**Goal:**
In the stretch of records from the line containing "Task: Where can the shoreline" through the end of the records, rename "asphalt road" to "paved road" and reproduce those lines with nothing else altered.

(Data listing)
━━━━━━━━━━━━━━━━━━━━━━━━━━━━━━

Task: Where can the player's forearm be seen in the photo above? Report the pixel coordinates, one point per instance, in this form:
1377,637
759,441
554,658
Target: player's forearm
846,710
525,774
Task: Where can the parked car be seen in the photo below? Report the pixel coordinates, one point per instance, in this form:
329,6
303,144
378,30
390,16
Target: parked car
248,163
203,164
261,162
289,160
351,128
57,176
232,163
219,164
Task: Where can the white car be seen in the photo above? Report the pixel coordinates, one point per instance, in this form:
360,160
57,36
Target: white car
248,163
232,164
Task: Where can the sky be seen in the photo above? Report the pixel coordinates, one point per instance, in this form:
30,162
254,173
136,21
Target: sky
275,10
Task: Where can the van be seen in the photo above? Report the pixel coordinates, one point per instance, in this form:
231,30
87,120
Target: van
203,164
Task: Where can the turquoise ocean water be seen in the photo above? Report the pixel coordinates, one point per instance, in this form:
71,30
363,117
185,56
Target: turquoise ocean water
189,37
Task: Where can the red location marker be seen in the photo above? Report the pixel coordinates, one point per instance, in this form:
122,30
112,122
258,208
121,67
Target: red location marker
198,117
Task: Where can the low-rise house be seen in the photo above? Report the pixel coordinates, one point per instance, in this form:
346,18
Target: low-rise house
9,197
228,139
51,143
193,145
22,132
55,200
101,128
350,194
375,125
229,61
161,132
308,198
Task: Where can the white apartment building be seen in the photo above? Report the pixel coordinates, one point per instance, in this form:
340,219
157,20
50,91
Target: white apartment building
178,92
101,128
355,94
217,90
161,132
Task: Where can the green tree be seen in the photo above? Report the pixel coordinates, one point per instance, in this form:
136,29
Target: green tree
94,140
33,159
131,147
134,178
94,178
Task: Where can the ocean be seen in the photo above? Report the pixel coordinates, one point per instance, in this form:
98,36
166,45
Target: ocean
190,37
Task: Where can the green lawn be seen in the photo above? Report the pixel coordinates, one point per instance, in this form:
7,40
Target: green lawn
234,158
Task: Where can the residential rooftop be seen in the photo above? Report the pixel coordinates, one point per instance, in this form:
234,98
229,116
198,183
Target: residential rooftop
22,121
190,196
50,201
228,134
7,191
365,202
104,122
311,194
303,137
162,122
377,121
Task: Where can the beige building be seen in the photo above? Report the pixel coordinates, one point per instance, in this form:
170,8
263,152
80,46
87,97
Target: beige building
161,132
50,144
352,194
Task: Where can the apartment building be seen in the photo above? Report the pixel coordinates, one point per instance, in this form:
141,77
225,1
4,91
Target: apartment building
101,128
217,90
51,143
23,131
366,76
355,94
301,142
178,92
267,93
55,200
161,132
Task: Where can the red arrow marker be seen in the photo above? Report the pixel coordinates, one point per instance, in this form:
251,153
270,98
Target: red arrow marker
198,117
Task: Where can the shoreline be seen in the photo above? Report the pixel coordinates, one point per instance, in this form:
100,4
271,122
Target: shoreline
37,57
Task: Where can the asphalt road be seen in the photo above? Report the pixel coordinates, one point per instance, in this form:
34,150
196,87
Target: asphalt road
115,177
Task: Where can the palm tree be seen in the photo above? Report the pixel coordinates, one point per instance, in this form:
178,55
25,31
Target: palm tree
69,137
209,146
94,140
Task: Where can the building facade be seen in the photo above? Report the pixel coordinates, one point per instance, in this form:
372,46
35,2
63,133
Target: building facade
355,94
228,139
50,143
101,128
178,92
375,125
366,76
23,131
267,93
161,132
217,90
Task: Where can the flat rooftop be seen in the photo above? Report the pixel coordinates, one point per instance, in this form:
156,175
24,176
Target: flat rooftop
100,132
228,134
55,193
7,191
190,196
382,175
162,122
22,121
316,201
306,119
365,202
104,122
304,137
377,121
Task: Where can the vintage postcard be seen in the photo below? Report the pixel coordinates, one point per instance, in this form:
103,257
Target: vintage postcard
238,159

━━━━━━━━━━━━━━━━━━━━━━━━━━━━━━

**Answer in full:**
Task: Where can the shoreline be seen in the photo above? Report the pixel coordinates, one point per instance, in this form:
100,4
271,122
Target: shoreline
37,57
Task: Where can the paved road be seen in the photo above? Report the pixel coordinates, one point per instance, in this form:
34,150
196,87
Target: paved road
115,177
Task: Where can the palm tree be seen in the photo above? Report the pixel coordinates, one point per instance, in this form:
178,55
25,31
Target: palm tree
69,137
209,146
94,140
Task: Where can the building facade be seen in the photo above? Report the pixel coordinates, one point per instance, in this form:
372,46
35,2
63,133
Target: building facade
355,94
228,139
50,143
101,128
178,92
375,125
366,76
23,131
267,93
161,132
217,90
Task: Where can the flat rooftop be seen in the photo above? Report the pixel coordinates, one point per instance, in this form:
156,175
24,176
Target: flat rooftop
100,132
228,134
55,193
7,191
190,196
382,175
162,122
22,121
316,201
306,119
365,202
104,122
304,137
377,121
Task: Where can the vintage postcard be seen in the photo below? Report the pixel coordinates, one point per instance, in this form:
103,257
Target: vintage postcard
238,159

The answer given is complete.